WHAT THIS TASK INVOLVES:
Set down every line from the one with "Pinpoint the leaf blade." to the end of the entries, both ends included, exactly as it reads and without pictures.

[Annotated photo localization data]
************

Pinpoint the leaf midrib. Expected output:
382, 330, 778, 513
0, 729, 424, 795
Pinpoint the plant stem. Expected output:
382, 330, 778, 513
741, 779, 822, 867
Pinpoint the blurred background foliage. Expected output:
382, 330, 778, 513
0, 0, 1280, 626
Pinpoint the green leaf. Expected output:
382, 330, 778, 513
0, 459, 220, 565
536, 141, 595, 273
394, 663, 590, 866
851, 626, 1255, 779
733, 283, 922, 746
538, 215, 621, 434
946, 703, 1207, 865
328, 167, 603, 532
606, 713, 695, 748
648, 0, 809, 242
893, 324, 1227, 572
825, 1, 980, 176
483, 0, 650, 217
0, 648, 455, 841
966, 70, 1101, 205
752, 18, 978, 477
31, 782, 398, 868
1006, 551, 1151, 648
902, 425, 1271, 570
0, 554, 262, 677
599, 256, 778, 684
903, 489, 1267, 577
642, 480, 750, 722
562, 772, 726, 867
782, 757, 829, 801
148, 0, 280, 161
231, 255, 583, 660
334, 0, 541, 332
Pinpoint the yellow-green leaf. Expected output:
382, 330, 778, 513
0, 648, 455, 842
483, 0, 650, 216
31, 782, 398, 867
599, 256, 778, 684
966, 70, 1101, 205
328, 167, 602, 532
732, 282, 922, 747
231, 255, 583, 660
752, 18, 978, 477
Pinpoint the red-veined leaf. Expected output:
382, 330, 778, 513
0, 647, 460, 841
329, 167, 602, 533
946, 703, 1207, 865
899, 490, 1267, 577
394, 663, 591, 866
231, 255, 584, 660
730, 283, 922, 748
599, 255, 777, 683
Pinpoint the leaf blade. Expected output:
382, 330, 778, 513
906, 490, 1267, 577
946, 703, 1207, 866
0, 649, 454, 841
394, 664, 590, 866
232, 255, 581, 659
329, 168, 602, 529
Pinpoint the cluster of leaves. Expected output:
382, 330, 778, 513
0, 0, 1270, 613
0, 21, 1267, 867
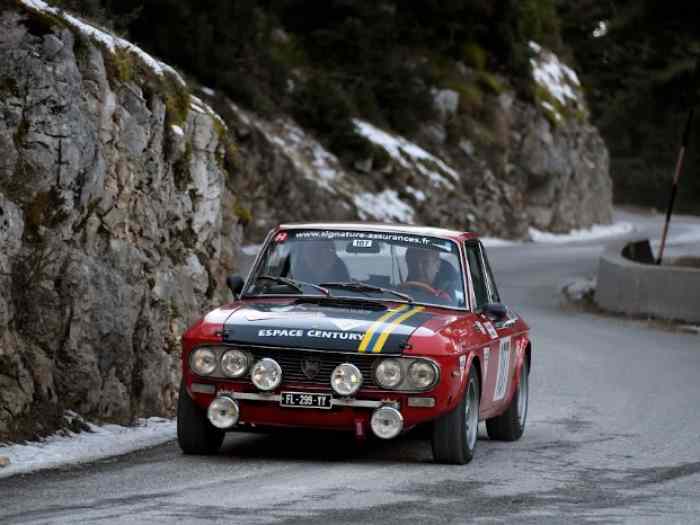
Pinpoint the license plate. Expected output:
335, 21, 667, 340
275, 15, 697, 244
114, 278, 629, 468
280, 392, 332, 410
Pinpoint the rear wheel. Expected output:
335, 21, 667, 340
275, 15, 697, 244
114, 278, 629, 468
486, 358, 529, 441
432, 366, 480, 464
177, 382, 225, 455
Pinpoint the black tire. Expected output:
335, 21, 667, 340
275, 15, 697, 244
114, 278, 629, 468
432, 366, 480, 465
177, 383, 225, 455
486, 358, 529, 441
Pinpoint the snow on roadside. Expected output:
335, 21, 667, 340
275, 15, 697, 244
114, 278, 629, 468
242, 244, 262, 256
353, 119, 459, 189
20, 0, 186, 86
481, 222, 634, 246
481, 237, 519, 247
0, 417, 175, 479
529, 222, 633, 243
562, 277, 597, 302
652, 229, 700, 247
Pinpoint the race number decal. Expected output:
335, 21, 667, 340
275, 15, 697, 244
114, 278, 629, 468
484, 321, 498, 340
493, 337, 511, 401
352, 239, 373, 248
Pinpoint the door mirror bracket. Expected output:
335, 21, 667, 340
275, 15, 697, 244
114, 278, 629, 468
481, 302, 507, 322
226, 275, 245, 299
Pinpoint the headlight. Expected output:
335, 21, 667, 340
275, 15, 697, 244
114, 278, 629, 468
374, 359, 403, 389
331, 363, 363, 396
407, 360, 438, 390
191, 348, 217, 376
207, 396, 240, 429
250, 358, 282, 391
371, 406, 404, 439
221, 349, 249, 378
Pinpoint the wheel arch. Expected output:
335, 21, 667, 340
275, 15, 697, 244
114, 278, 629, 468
467, 353, 482, 399
525, 341, 532, 372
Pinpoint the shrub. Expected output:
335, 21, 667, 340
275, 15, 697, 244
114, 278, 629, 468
462, 43, 487, 71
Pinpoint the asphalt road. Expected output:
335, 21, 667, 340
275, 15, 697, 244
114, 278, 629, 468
2, 211, 699, 524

************

TASK SOLUTION:
Pinpoint the leaf blade. Expected output:
382, 330, 778, 513
906, 490, 1267, 577
946, 703, 1207, 866
0, 649, 454, 841
394, 664, 590, 866
232, 255, 581, 659
329, 168, 602, 529
Pinpoint the cluster of leaves. Expected output:
382, 330, 778, 513
0, 0, 1270, 613
0, 21, 1267, 867
Pinpoint the license plate. Expected output:
335, 21, 667, 340
275, 15, 697, 244
114, 278, 629, 468
280, 392, 332, 410
Pinpoint the rear wheel. Expected output:
335, 21, 667, 340
275, 15, 697, 244
114, 278, 629, 468
486, 358, 529, 441
432, 366, 480, 464
177, 382, 225, 455
Pinpoint the black tire. Expected output:
335, 21, 667, 340
275, 15, 697, 244
114, 278, 629, 468
432, 366, 480, 465
177, 383, 225, 455
486, 358, 529, 441
Pinpoint the snow on roadside. Expected output:
335, 21, 667, 340
275, 15, 697, 244
114, 278, 629, 468
242, 244, 262, 256
353, 119, 459, 189
20, 0, 186, 86
481, 222, 634, 246
481, 237, 519, 247
0, 417, 175, 479
529, 222, 633, 243
562, 277, 597, 302
652, 229, 700, 247
Pinpoint the race number decal. Expected output:
335, 21, 667, 340
275, 15, 697, 244
114, 278, 629, 468
484, 321, 498, 340
493, 337, 511, 401
352, 239, 373, 248
Pinpoint the door mirror bracket. Expected output:
335, 21, 667, 340
275, 15, 697, 244
114, 278, 629, 468
481, 302, 507, 322
226, 275, 245, 299
Pinpoint the headlight. Expected output:
335, 21, 667, 340
275, 15, 697, 244
114, 278, 629, 468
374, 359, 403, 389
331, 363, 363, 396
407, 360, 438, 390
191, 348, 217, 376
207, 396, 240, 429
250, 358, 282, 391
371, 406, 404, 439
221, 349, 249, 378
Pinpoint the wheel arch. Expected output:
335, 21, 667, 340
275, 15, 697, 244
114, 278, 629, 468
467, 353, 482, 399
525, 341, 532, 372
Pinpoint the shrub. Expected output:
335, 21, 667, 340
275, 15, 697, 244
114, 278, 629, 468
462, 43, 487, 71
Pinpoint the asphalt road. Expected output:
335, 21, 667, 340
275, 15, 697, 244
114, 278, 629, 468
2, 211, 699, 524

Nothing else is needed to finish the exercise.